◆ **STATED TASK 1**
Summarize the passage on Canada's cannabis legalization in two sentences.
◆ **STATED TASK 2**
List every percentage figure in the passage on Canada's cannabis legalization, each with what it describes.

* Start SOURCE EXCERPT *

In order to facilitate this service provision, Crawford has assembled a dedicated team that will oversee management of the unique losses potentially posed by cannabis use, and the risks that could result. According to the company, there are over four million cannabis users across Canada, with 14 per cent admitting using cannabis in the past three months and 56 per cent using it either weekly or daily. Twenty-four per cent, meanwhile, say that now that legalisation is in place, they will likely increase their consumption.

Legalise(d) it
Canada officially legalised recreational use of cannabis this morning, making it only the second country in the world to do so after Uruguay – and the largest. Those with a possession record of 30 grams or less will be pardoned, and an Associated Press survey suggests that at least 111 legal shops are planning to open their doors today. Canadians will now be able to order marijuana and associated products through official websites or private retailers, and have it delivered straight to their door without fear of legal reprisal.

There remain concerns around the move, however, with some unsure of how police will tackle those driving while under the influence of cannabis, and analysts are also predicting potential shortages of marijuana in the first year of legalisation.

Many, though, are overjoyed, with Canadian citizen Ian Power stating: “It’s been my dream to be the first person to buy the first legal gram of cannabis in Canada, and here I finally am.”

* End SOURCE EXCERPT *
* Start STORED RECORDS *

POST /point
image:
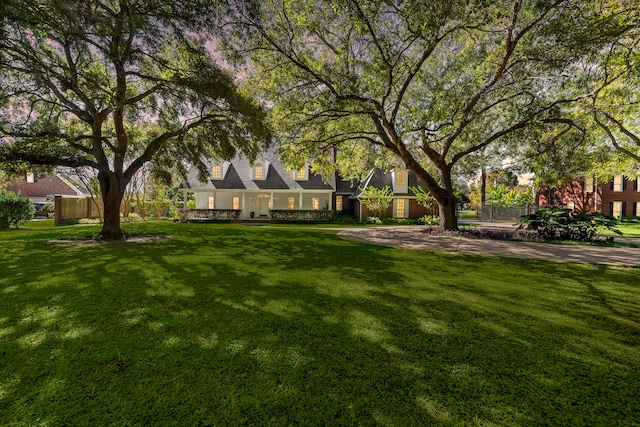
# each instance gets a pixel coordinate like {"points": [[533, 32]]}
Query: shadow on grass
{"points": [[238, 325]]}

* End STORED RECORDS *
* Start STORED RECORDS *

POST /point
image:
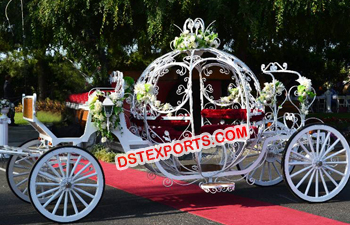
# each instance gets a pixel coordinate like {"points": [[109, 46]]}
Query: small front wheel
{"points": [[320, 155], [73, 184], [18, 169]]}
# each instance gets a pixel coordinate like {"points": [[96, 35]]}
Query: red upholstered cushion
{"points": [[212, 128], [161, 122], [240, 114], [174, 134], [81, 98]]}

* End STORED RECORDS *
* Start STORED RECORDS *

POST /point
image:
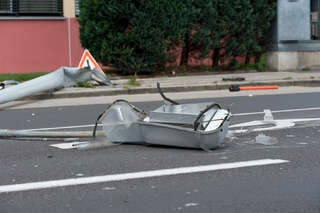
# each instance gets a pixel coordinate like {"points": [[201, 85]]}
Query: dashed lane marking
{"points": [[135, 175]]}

* End STORED RECORDS *

◆ **FINAL RESULT 1**
Canada legalized recreational cannabis, becoming only the second country in the world to do so after Uruguay and the largest. People with possession records of 30 grams or less will be pardoned, and Canadians can now order cannabis products through official websites or private retailers for home delivery, though concerns remain about policing drivers under the influence and possible shortages in the first year.

◆ **FINAL RESULT 2**
- 14 per cent: cannabis users who admit using cannabis in the past three months
- 56 per cent: cannabis users who use it either weekly or daily
- Twenty-four per cent: cannabis users who say they will likely increase their consumption now that legalization is in place